» **Consigne**
Peux-tu recopier sans aucune modification toutes les lignes ci-dessous, en laissant les images hors de ta réponse ?
════════════════════
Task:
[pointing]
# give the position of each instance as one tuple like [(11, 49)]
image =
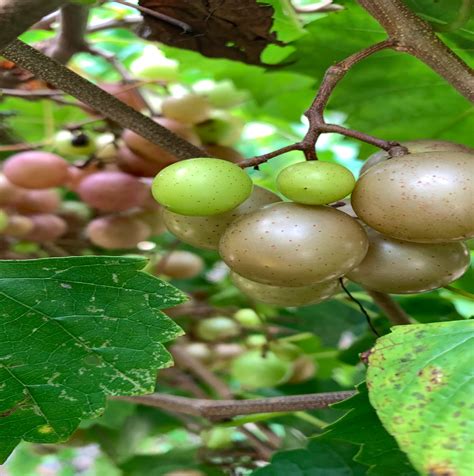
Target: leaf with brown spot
[(234, 29)]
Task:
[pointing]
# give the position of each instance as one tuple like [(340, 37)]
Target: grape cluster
[(403, 231)]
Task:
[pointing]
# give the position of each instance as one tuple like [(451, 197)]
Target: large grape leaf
[(72, 332), (421, 383), (361, 426)]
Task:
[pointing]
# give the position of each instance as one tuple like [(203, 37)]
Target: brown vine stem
[(225, 409), (394, 312), (66, 80)]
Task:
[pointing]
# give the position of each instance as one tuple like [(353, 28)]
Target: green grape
[(257, 370), (315, 182), (201, 186), (403, 267), (69, 143), (205, 232), (217, 328), (248, 318)]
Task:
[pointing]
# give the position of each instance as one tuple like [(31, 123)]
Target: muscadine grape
[(117, 232), (188, 109), (180, 265), (112, 191), (220, 128), (18, 226), (288, 244), (315, 182), (286, 296), (426, 198), (205, 232), (248, 318), (134, 164), (402, 267), (36, 169), (154, 152), (217, 328), (416, 147), (257, 370), (201, 186), (37, 201), (74, 143), (46, 227)]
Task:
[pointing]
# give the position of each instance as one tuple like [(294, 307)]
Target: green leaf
[(421, 384), (361, 425), (74, 331), (319, 459)]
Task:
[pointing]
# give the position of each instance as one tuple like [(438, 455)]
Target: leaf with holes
[(72, 332), (421, 383)]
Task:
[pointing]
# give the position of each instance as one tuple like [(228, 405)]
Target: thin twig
[(225, 409)]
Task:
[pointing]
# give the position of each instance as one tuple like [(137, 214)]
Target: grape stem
[(216, 410)]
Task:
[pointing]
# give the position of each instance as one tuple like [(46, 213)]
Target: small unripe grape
[(180, 265), (154, 152), (293, 245), (257, 370), (188, 109), (248, 318), (217, 328), (201, 186), (403, 267), (35, 169), (218, 438), (46, 227), (205, 232), (286, 296), (134, 164), (417, 147), (74, 143), (37, 201), (112, 191), (425, 198), (315, 182), (8, 191), (224, 152), (18, 226), (117, 232)]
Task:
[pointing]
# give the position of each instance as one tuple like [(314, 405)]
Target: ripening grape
[(37, 201), (35, 169), (112, 191), (46, 227), (117, 232), (288, 244), (205, 232), (18, 226), (180, 265), (201, 186), (426, 198), (417, 147), (132, 163), (154, 152), (188, 109), (74, 143), (217, 328), (315, 182), (285, 296), (256, 369), (403, 267)]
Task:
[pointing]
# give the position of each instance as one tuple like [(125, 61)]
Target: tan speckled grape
[(201, 187), (426, 198), (205, 232), (403, 267), (417, 147), (288, 244), (286, 296)]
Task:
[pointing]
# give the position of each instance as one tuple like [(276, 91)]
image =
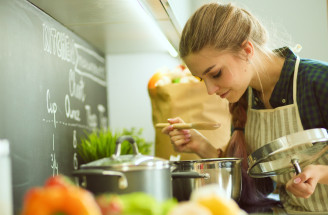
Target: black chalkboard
[(52, 89)]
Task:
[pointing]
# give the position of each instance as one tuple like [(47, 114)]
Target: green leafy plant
[(100, 144)]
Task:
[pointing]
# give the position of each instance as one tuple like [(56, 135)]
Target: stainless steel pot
[(190, 175), (127, 173)]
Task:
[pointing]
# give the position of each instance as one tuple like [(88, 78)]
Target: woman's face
[(224, 74)]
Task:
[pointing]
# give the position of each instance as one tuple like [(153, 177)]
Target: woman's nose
[(211, 88)]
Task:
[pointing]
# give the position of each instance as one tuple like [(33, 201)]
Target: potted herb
[(100, 144)]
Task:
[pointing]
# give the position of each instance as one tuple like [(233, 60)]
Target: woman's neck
[(266, 76)]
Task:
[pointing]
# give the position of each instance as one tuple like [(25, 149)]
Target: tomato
[(153, 80), (59, 196)]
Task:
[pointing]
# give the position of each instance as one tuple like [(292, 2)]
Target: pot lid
[(288, 153), (133, 161)]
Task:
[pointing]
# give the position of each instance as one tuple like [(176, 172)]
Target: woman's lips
════════════════════
» **Solution proposée**
Task:
[pointing]
# give the position of each instance as one tuple like [(11, 49)]
image =
Target: leaf with brown spot
[(234, 29)]
Task:
[pointing]
# give the position of each instance as one tuple like [(340, 37)]
Target: grape cluster
[(403, 231)]
Task:
[pointing]
# give the position of each instance as one tuple like [(451, 197)]
Target: large grape leaf
[(72, 332), (421, 383), (361, 426)]
Task:
[pointing]
# give the position of each instance as one tuple like [(203, 37)]
Target: brown vine stem
[(225, 409), (394, 312), (66, 80)]
Task:
[pointing]
# give the position of each instance as one tuple like [(353, 28)]
Target: green grape
[(257, 370), (315, 182), (201, 186), (403, 267), (69, 143), (205, 232), (217, 328), (248, 318)]
Task:
[pointing]
# give the position of each instance as one tuple like [(31, 123)]
Target: muscadine grape
[(117, 232), (188, 109), (180, 265), (112, 191), (220, 128), (18, 226), (288, 244), (315, 182), (286, 296), (426, 198), (205, 232), (248, 318), (134, 164), (402, 267), (36, 169), (154, 152), (217, 328), (416, 147), (257, 370), (201, 186), (37, 201), (74, 143), (46, 227)]
Task:
[pointing]
# give the position of each instance as one tuple like [(294, 307)]
Target: green leaf
[(421, 384), (361, 425), (74, 331), (319, 459)]
Task:
[pointing]
# give the position of each instance as one tuple like [(438, 455)]
Target: leaf with holes
[(72, 332), (421, 383)]
Task:
[pointing]
# give the position of each instance as one tuple like [(228, 405)]
Target: thin twig
[(225, 409)]
Task:
[pointing]
# give the position of each instance as one tuple like [(137, 214)]
Target: grape stem
[(216, 410)]
Task:
[pointing]
# give the position of each instance as one tuple like [(46, 213)]
Target: small unripe grape
[(180, 265), (154, 152), (293, 245), (257, 370), (188, 109), (248, 318), (217, 328), (201, 186), (403, 267), (35, 169), (218, 438), (46, 227), (205, 232), (286, 296), (134, 164), (417, 147), (74, 143), (37, 201), (112, 191), (425, 198), (315, 182), (8, 191), (224, 152), (18, 226), (117, 232)]
Task:
[pointing]
# give the position of each instance as one tuple like [(314, 405)]
Target: ripening grape
[(37, 201), (35, 169), (112, 191), (46, 227), (117, 232), (288, 244), (205, 232), (18, 226), (180, 265), (201, 186), (426, 198), (417, 147), (132, 163), (154, 152), (188, 109), (74, 143), (217, 328), (315, 182), (285, 296), (256, 369), (403, 267)]
Task:
[pointing]
# give the position of each instance as one tuple like [(125, 61)]
Target: tan speckled grape
[(201, 187), (426, 198), (205, 232), (403, 267), (417, 147), (288, 244), (286, 296)]
Task:
[pointing]
# give the position of each instance as one tuple like [(276, 91)]
image =
Target: black chalkboard
[(52, 89)]
Task:
[pointing]
# give the position of each instance as one tuple like [(47, 114)]
Target: green leafy plant
[(100, 144)]
Task:
[pointing]
# give the position of each instance as one tuple like [(56, 135)]
Target: stainless steel pot
[(190, 175), (127, 173)]
Task:
[pointing]
# give the position of each instance as one tuple like [(88, 78)]
Target: woman's face
[(224, 74)]
Task:
[pointing]
# give the position of each instance as one tuple like [(153, 177)]
Target: woman's nose
[(211, 88)]
Task:
[pointing]
# give the position of each instance as one tuple like [(33, 201)]
Target: potted herb
[(100, 144)]
Task:
[pointing]
# give the position of each instance as one tuple like [(233, 60)]
Target: woman's neck
[(266, 76)]
Task:
[pointing]
# give the position of each instance as one tuple like [(25, 149)]
Target: tomato
[(153, 80), (59, 196)]
Task:
[pointing]
# give the position of each instance as one tuple like [(292, 2)]
Target: pot lid
[(288, 153), (133, 161)]
Task:
[pointing]
# give the position of each instance as one tuple like [(176, 172)]
Target: woman's lips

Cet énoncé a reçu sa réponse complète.